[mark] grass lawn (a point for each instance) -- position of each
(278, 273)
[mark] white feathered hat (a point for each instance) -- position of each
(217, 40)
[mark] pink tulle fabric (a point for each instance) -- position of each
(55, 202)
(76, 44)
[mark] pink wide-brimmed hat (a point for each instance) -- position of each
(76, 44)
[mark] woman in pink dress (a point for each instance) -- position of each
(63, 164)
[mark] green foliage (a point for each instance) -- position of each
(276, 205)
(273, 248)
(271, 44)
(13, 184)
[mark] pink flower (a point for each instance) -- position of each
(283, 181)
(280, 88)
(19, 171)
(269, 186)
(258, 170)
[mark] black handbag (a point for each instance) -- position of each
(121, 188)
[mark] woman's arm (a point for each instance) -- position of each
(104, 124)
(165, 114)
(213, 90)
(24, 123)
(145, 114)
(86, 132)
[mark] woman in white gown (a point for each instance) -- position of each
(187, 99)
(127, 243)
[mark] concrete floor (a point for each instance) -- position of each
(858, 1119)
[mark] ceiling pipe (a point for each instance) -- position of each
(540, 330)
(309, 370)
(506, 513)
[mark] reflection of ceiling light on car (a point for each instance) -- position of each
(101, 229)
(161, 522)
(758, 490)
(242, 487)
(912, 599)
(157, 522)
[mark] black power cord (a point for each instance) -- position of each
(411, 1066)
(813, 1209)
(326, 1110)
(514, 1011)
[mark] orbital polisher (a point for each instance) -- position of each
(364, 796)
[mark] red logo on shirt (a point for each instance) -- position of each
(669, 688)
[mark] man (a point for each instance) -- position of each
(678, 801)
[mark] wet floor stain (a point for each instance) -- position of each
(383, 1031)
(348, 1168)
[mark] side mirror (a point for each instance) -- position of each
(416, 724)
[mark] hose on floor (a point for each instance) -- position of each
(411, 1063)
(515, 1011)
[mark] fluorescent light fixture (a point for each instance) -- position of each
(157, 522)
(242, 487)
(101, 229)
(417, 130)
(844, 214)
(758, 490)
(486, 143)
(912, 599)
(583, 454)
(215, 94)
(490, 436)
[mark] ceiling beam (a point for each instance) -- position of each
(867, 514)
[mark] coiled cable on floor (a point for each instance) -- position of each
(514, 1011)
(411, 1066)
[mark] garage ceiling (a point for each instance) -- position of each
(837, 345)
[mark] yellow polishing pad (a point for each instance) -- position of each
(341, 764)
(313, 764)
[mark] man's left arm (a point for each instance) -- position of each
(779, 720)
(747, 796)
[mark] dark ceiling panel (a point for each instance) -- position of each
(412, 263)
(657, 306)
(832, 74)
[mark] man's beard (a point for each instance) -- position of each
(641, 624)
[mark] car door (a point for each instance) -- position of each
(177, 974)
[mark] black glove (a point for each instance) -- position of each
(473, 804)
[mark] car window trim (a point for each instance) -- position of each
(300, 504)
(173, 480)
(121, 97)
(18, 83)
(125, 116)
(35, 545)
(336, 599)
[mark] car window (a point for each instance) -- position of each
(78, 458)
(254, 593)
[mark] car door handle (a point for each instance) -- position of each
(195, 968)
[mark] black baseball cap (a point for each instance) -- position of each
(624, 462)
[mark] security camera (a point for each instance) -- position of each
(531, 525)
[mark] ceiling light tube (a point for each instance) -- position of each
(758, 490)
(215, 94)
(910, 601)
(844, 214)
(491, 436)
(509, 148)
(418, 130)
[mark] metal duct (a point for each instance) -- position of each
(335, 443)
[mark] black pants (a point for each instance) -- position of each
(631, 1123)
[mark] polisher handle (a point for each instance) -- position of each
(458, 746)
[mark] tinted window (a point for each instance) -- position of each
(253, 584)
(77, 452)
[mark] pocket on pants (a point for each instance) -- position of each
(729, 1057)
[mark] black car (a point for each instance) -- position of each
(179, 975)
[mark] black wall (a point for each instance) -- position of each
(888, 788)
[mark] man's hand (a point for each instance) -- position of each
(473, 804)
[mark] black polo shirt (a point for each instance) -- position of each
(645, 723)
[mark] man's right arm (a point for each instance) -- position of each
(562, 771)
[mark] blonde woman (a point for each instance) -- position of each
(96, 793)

============================================================

Copy out every row above word for word, with no changes.

[mark] grass lawn (a point for each instance) -- position of each
(278, 273)
[mark] white feathered hat (a point for each instance) -- position of each
(217, 40)
[mark] pink tulle fabric (a point for each instance) -- position of each
(55, 202)
(76, 44)
[mark] pink wide-brimmed hat (a point for each instance) -- position of each
(76, 44)
[mark] woman in pink dress (a point for each instance) -- position of each
(63, 164)
[mark] green foliage (a point for each instance) -- position of each
(276, 205)
(273, 248)
(271, 44)
(13, 184)
[mark] pink flower (a point for each instance) -- position of each
(283, 181)
(280, 88)
(19, 171)
(269, 186)
(258, 170)
[mark] black handbag (a point for each instance) -- position of each
(121, 188)
[mark] woman's arm (a point for each instance) -- position of each
(104, 124)
(165, 114)
(213, 90)
(24, 123)
(145, 114)
(86, 132)
[mark] woman in white gown (a point for each instance) -- position of each
(187, 99)
(127, 243)
[mark] concrete floor (a point for each instance) -- position of each
(858, 1119)
[mark] ceiling pipe (a point for each instance) -- position of each
(540, 330)
(309, 370)
(506, 513)
[mark] reflection of ceiling light on car (a point for each instance) -- position of each
(101, 229)
(161, 522)
(758, 490)
(242, 487)
(912, 599)
(157, 522)
[mark] black power cord (a point for each instance) -- position of each
(411, 1066)
(813, 1209)
(326, 1110)
(514, 1011)
[mark] orbital polisher (a point for each instance) -- position of each
(364, 796)
[mark] red logo on shirt (a point for each instance) -- position of each
(669, 688)
[mark] man (a point for each instance) -- position of each
(678, 801)
[mark] wet floor stain (a point for each instance) -- position of each
(383, 1031)
(348, 1168)
[mark] side mirror (a point for each instance) -- position of each
(416, 724)
[mark] hose on floor (a point for each instance) -- position of each
(411, 1063)
(515, 1011)
[mark] fluorescent light fixture (a point for each instance) -- position of each
(157, 522)
(242, 487)
(101, 229)
(417, 130)
(844, 214)
(758, 490)
(486, 143)
(912, 599)
(583, 454)
(215, 94)
(490, 436)
[mark] ceiling beam (a point for each instance) -- position of each
(867, 514)
[mark] coiled cable on floor (a point for each instance) -- position of each
(514, 1011)
(411, 1066)
[mark] garage ceiling (a point for each instance) -- position of each
(837, 345)
[mark] yellow polishing pad (a point for each instance) -- position of each
(341, 764)
(313, 764)
[mark] man's left arm (a point for each instance) -- position of each
(779, 720)
(747, 796)
[mark] dark ceiling panel (a point for each instance) -- position of each
(412, 263)
(657, 306)
(832, 74)
[mark] man's beard (a point for each instance) -- position of each
(641, 624)
[mark] car door (a point for each instance) -- position of each
(177, 974)
[mark] black glove (a point for each instance) -- position of each
(473, 804)
[mark] car window trim (a point for each instance) -- position of each
(300, 504)
(173, 480)
(121, 97)
(18, 83)
(125, 116)
(35, 545)
(336, 599)
[mark] car window (a point for each instance) -- position of each
(78, 458)
(254, 593)
[mark] car door handle (a point for each instance) -- position of each
(195, 968)
[mark] black baseball cap (a point for each instance) -- position of each
(624, 462)
[mark] security camera (a point for each instance) -- position of each
(531, 525)
[mark] ceiling light tube (a point for each instance) -- position of each
(758, 490)
(215, 94)
(910, 601)
(844, 214)
(491, 436)
(509, 148)
(418, 130)
[mark] metal duct (a point for each instance) -- position of each
(335, 443)
[mark] black pants (a point for each instance) -- position of each
(631, 1123)
[mark] polisher handle (a point for each instance) -- position of each
(458, 746)
[mark] tinted window (a point for each instance) -- position of each
(253, 584)
(77, 452)
[mark] pocket on pants (a point for each instance) -- position of each
(729, 1057)
[mark] black car (a point for each instance) -- position of each
(179, 975)
[mark] black wall (a point for each instance) -- position of each
(888, 788)
[mark] man's hand (a point for each instance) -- position of each
(473, 804)
[mark] black polo shirt (a point for each instance) -- position of each
(645, 723)
[mark] man's right arm (a point for each instance) -- position of each
(562, 771)
[mark] blonde woman (a point for each instance) -- position of each
(96, 793)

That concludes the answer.